# REQUIRED TASKS
1 > From the article on the COVID-19 risk gene, extract the passage that begins at the words "Updated: November 9, 2021" and ends after the words "wave in India.".
2 > Answer these questions from the article on the COVID-19 risk gene:
(a) What percentage of people with European ancestry carry the gene?
(b) In which journal was the study published?
(c) According to the artificial intelligence analysis, what was the genetic signal likely to affect?
3 > List every ancestry group that the article on the COVID-19 risk gene gives a carrier percentage for, with that percentage.

Updated: November 9, 2021 3:10:01 pm
Researchers at the Medical Research Council Weatherall Institute of Molecular Medicine, University of Oxford, have identified the gene responsible for doubling the risk of respiratory failures from COVID-19.
This gene — called LZTFL1 — can be found in 60 percent of people with South Asian ancestry and the researchers say that it may be able to explain the excess deaths seen in some of the UK communities and the impact of pandemic during the second wave in India.
Even so, the gene is possibly just one factor that could have led to these outcomes, since socio-economic factors also partly explain why some communities were more severely impacted by the disease.
For instance, while 60 percent of people with South Asian ancestry carry this gene, 15 percent of those with European ancestry carry it and two percent of people with Afro-Caribbean ancestry also carry it. Therefore, this gene does not explain the higher death rates that were reported for black people and some minority ethnic communities.
The study was published in the journal Nature Genetics this week.
In this study, researchers used cutting edge technology to find out which gene increased the risk of under 65 year olds dying from COVID-19 and how this gene led to this outcome. The team first trained an artificial intelligence algorithm, which analysed huge quantities of genetic data from hundreds of types of cells from all parts of the body. This showed that this genetic signal was likely to affect cells present in the lung.
How does the gene make people carrying it more vulnerable to the disease?
They found that the higher risk version of the gene possibly prevents the cells lining the airways and the lungs from responding to the virus properly. This means that the presence of this gene changes how an individual’s lungs respond to the virus, thereby increasing risk of developing respiratory failure from COVID-19.
But while the gene impacts the response of the lungs, it does not impact the immune system, therefore, researchers believe that people carrying this version of the gene should respond normally to the vaccines.
“Although we cannot change our genetics, our results show that the people with the higher risk gene are likely to particularly benefit from vaccination. Since the genetic signal affects the lung rather than the immune system it means that the increased risk should be cancelled out by the vaccine,” a statement quoted study co-lead Professor Prof James Davies as saying.

# SUPPLIED MATERIAL
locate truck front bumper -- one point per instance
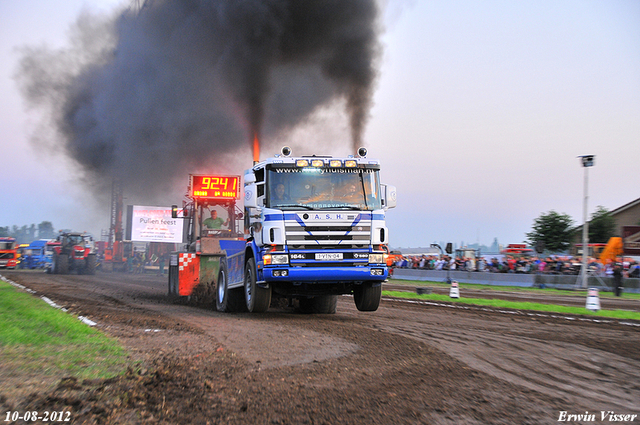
(375, 273)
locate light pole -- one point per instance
(587, 161)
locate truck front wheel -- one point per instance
(256, 297)
(228, 300)
(367, 297)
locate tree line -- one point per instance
(555, 231)
(28, 234)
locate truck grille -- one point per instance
(338, 233)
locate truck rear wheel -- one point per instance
(324, 304)
(227, 300)
(367, 296)
(257, 298)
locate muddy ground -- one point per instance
(407, 363)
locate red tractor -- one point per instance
(75, 252)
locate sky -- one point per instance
(479, 114)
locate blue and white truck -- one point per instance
(314, 229)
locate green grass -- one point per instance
(544, 292)
(37, 337)
(550, 308)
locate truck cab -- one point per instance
(317, 228)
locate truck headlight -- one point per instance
(275, 259)
(376, 258)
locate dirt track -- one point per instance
(405, 363)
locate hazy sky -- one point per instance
(480, 111)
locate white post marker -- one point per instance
(593, 300)
(454, 292)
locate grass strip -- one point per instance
(35, 337)
(549, 308)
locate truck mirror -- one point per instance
(251, 196)
(389, 196)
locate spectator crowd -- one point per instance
(511, 264)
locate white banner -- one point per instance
(154, 224)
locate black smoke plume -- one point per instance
(177, 85)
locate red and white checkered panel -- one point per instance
(188, 272)
(184, 259)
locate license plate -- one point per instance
(328, 256)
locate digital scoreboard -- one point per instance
(206, 186)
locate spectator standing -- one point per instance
(617, 277)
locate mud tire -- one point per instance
(367, 296)
(60, 264)
(228, 300)
(257, 298)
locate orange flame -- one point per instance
(256, 148)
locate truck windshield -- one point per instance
(322, 188)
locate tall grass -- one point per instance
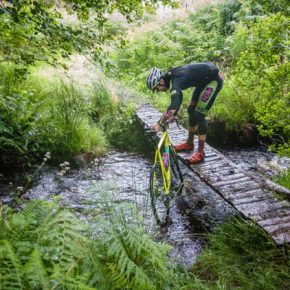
(39, 115)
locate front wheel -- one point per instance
(159, 200)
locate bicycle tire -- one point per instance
(159, 200)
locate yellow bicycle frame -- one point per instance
(164, 140)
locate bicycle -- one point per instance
(166, 180)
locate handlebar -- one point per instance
(174, 119)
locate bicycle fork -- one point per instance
(164, 161)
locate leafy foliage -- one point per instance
(249, 42)
(37, 117)
(34, 30)
(49, 248)
(240, 255)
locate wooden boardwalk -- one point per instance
(232, 183)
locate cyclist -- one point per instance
(207, 80)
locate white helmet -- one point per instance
(154, 78)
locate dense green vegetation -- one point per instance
(247, 39)
(44, 246)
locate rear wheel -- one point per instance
(159, 200)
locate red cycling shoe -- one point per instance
(198, 156)
(183, 147)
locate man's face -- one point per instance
(161, 87)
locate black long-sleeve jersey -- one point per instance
(186, 76)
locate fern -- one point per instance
(129, 254)
(36, 272)
(10, 268)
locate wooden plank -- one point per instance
(230, 181)
(242, 178)
(274, 221)
(254, 208)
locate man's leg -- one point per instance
(192, 123)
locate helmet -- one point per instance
(154, 78)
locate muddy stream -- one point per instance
(121, 176)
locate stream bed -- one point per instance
(122, 176)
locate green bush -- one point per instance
(46, 247)
(240, 255)
(38, 116)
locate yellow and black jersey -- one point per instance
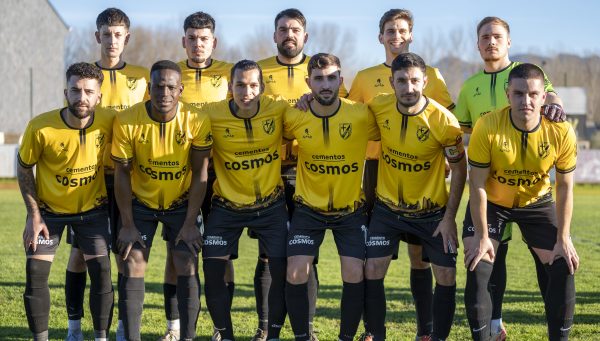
(160, 151)
(485, 92)
(411, 175)
(204, 85)
(520, 161)
(330, 156)
(288, 80)
(246, 151)
(69, 169)
(375, 80)
(125, 86)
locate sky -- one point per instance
(540, 27)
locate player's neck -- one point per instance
(73, 121)
(202, 65)
(290, 61)
(111, 63)
(525, 122)
(324, 110)
(496, 65)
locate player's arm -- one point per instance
(481, 244)
(564, 211)
(34, 224)
(447, 227)
(189, 233)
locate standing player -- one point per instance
(511, 154)
(395, 34)
(285, 75)
(161, 149)
(417, 136)
(332, 143)
(204, 80)
(67, 147)
(124, 86)
(248, 192)
(485, 92)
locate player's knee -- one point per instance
(444, 275)
(76, 261)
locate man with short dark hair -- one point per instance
(125, 85)
(67, 147)
(481, 94)
(161, 149)
(511, 154)
(396, 35)
(248, 192)
(417, 137)
(331, 147)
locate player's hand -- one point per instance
(191, 237)
(554, 112)
(34, 225)
(128, 236)
(447, 227)
(566, 250)
(304, 102)
(475, 251)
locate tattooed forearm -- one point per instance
(27, 186)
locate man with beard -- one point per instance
(511, 154)
(205, 80)
(483, 93)
(285, 75)
(396, 35)
(161, 149)
(331, 146)
(125, 85)
(417, 136)
(248, 193)
(67, 147)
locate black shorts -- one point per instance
(307, 230)
(90, 231)
(146, 221)
(387, 228)
(538, 223)
(224, 226)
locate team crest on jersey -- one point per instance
(99, 140)
(216, 81)
(543, 150)
(269, 126)
(345, 130)
(422, 133)
(180, 138)
(131, 83)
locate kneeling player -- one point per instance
(511, 154)
(332, 141)
(67, 147)
(417, 135)
(248, 192)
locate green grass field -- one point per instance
(523, 308)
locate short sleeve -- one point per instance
(31, 147)
(567, 153)
(122, 144)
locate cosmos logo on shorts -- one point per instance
(301, 240)
(214, 241)
(378, 241)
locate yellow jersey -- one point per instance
(520, 161)
(160, 152)
(246, 151)
(411, 174)
(69, 169)
(330, 156)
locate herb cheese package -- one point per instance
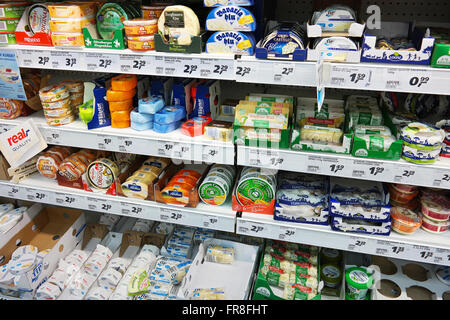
(230, 18)
(179, 24)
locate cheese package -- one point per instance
(179, 24)
(72, 25)
(66, 10)
(261, 116)
(231, 42)
(140, 27)
(336, 18)
(230, 18)
(218, 3)
(141, 43)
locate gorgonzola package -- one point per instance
(230, 18)
(231, 42)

# RESULTS FOR THE EXERCISE
1 >
Updated: November 9, 2021 3:10:01 pm
Researchers at the Medical Research Council Weatherall Institute of Molecular Medicine, University of Oxford, have identified the gene responsible for doubling the risk of respiratory failures from COVID-19.
This gene — called LZTFL1 — can be found in 60 percent of people with South Asian ancestry and the researchers say that it may be able to explain the excess deaths seen in some of the UK communities and the impact of pandemic during the second wave in India.

2 >
(a) 15 percent
(b) Nature Genetics
(c) Cells present in the lung

3 >
South Asian ancestry: 60 percent
European ancestry: 15 percent
Afro-Caribbean ancestry: 2 percent